Write out every entry exactly as it appears.

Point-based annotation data

---------------

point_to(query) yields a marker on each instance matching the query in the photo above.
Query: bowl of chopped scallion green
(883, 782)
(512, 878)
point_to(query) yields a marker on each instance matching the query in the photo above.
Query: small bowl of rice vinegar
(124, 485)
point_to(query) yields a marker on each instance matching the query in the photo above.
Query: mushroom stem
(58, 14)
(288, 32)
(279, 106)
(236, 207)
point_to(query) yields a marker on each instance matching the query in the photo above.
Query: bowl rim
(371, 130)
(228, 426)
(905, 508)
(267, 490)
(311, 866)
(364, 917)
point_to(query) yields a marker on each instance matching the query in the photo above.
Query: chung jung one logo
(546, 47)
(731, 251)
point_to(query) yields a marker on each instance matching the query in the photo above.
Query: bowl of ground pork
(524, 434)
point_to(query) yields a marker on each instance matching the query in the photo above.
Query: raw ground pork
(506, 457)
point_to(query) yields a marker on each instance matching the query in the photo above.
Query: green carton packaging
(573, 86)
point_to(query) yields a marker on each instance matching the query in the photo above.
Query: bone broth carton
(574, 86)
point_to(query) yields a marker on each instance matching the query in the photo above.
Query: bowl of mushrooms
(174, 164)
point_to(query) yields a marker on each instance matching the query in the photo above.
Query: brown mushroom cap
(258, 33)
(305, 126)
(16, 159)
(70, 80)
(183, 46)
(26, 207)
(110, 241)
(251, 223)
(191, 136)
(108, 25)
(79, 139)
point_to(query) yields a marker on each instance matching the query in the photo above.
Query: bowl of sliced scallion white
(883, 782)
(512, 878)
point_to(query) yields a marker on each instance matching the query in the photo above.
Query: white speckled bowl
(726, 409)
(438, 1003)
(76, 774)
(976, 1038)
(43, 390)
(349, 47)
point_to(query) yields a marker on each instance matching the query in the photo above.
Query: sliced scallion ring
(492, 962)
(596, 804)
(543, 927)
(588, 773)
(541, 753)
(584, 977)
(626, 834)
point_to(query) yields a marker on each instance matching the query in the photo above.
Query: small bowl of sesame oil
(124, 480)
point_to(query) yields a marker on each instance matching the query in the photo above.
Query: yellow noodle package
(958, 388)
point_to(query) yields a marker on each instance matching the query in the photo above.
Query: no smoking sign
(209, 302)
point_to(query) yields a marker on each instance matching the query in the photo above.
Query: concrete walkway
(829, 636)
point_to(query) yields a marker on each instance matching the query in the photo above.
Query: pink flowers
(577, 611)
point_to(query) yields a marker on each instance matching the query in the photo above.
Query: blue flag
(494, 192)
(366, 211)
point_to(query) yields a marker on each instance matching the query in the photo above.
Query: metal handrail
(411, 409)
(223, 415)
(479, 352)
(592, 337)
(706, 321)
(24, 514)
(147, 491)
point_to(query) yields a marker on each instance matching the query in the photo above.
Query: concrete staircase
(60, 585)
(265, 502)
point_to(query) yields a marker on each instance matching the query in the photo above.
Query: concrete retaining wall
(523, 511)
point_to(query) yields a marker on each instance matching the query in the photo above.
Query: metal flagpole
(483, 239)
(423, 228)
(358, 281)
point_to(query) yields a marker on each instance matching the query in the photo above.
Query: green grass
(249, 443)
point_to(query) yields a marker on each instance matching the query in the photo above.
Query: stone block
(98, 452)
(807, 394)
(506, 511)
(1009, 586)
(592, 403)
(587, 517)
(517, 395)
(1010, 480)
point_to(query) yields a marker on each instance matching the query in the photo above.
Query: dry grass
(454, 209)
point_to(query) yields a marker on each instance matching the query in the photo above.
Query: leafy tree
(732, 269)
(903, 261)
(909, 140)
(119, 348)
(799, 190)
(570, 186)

---------------

- **EXPECTED ANSWER**
point_to(query) yields a marker on each instance matching the query in the photo above.
Query: bowl of chopped scallion green
(883, 782)
(512, 878)
point_to(query) yields a marker on each instance matching the query in the photo above.
Query: small bowl of rice vinegar
(124, 485)
point_to(query) yields a marker on each instance matching the query in the photo above.
Query: mushroom stem
(58, 14)
(288, 32)
(279, 106)
(236, 207)
point_to(query) yields a marker on each instance matching the query in the photo above.
Query: bowl rim
(371, 130)
(228, 426)
(905, 508)
(267, 490)
(311, 866)
(364, 917)
point_to(query) yields a marker on each instance matching the query in the photo above.
Query: chung jung one logo
(546, 47)
(731, 251)
point_to(query) yields a marker on each instance matching the query in the photo above.
Query: bowl of ground pork
(524, 434)
point_to(query) yields a marker on each instance matching the query in the photo above.
Query: raw ground pork
(506, 457)
point_to(query) yields a marker on each instance matching the query in the photo above.
Query: green carton packaging
(573, 86)
point_to(query) yields a marker on each instance matching the query in the photo above.
Query: bone broth carton
(574, 86)
point_to(query) yields a marker on each instance matching the query in the photo above.
Query: bowl of mushrooms
(174, 164)
point_to(query) yields a marker on each instance matching the query in the photo above.
Query: brown mushroom cap
(258, 33)
(305, 126)
(16, 159)
(70, 80)
(183, 46)
(26, 207)
(110, 241)
(251, 223)
(191, 136)
(108, 25)
(79, 139)
point_to(query) yields a marker on each instance matching the query in the photo above.
Query: bowl of sliced scallion white
(883, 782)
(512, 878)
point_to(query) yields a marker on each instance matching the query in the photo above.
Query: white speckled bowl
(726, 409)
(438, 1003)
(76, 774)
(976, 1038)
(43, 390)
(349, 47)
point_to(query) yields a marker on each instance matching the query in the photo above.
Query: sliced scallion ring
(492, 962)
(596, 804)
(543, 927)
(588, 773)
(541, 753)
(584, 977)
(626, 834)
point_to(query) yields a marker on each instance matching the query in the photo above.
Query: small bowl of sesame oil
(124, 480)
point_to(query) yields a marker on each instance matching the query in the photo above.
Query: yellow noodle package
(958, 388)
point_to(query) yields a marker on each instance matching the query in the photo above.
Query: no smoking sign
(209, 302)
point_to(query) yields a marker on each instance matching the query in the photo above.
Query: concrete walkway
(829, 636)
point_to(query) yields a marker on each instance matching the query in the photo above.
Query: pink flowers
(577, 611)
point_to(query) yields a marker on each instance matching the query in the photo above.
Query: blue flag
(494, 192)
(366, 211)
point_to(query) yields a marker on each instance matching the query in the photo above.
Query: metal handrail
(411, 409)
(223, 415)
(479, 352)
(592, 337)
(706, 321)
(24, 514)
(147, 491)
point_to(query) yields a marker on each instance matching the query in the photo above.
Query: concrete staircase
(60, 585)
(265, 502)
point_to(query) yields a marker on each instance matching the query in the photo above.
Query: concrete retaining wall
(523, 511)
point_to(query) yields a marker on each instance matching the query in the photo above.
Query: metal flagpole
(483, 239)
(423, 228)
(358, 281)
point_to(query) yields a marker on each instance matching the query in the photo above.
Query: green grass
(249, 443)
point_to(query) yields a marker on each instance matching the query in the photo above.
Query: stone block
(98, 452)
(807, 394)
(506, 511)
(1009, 586)
(592, 403)
(587, 517)
(517, 395)
(1010, 480)
point_to(query) yields a marker on each instance matching the query in the photo above.
Query: dry grass
(454, 209)
point_to(query) yields a marker on each instance matching the query in the photo above.
Query: leafy tree
(732, 269)
(903, 261)
(909, 140)
(119, 348)
(799, 190)
(570, 186)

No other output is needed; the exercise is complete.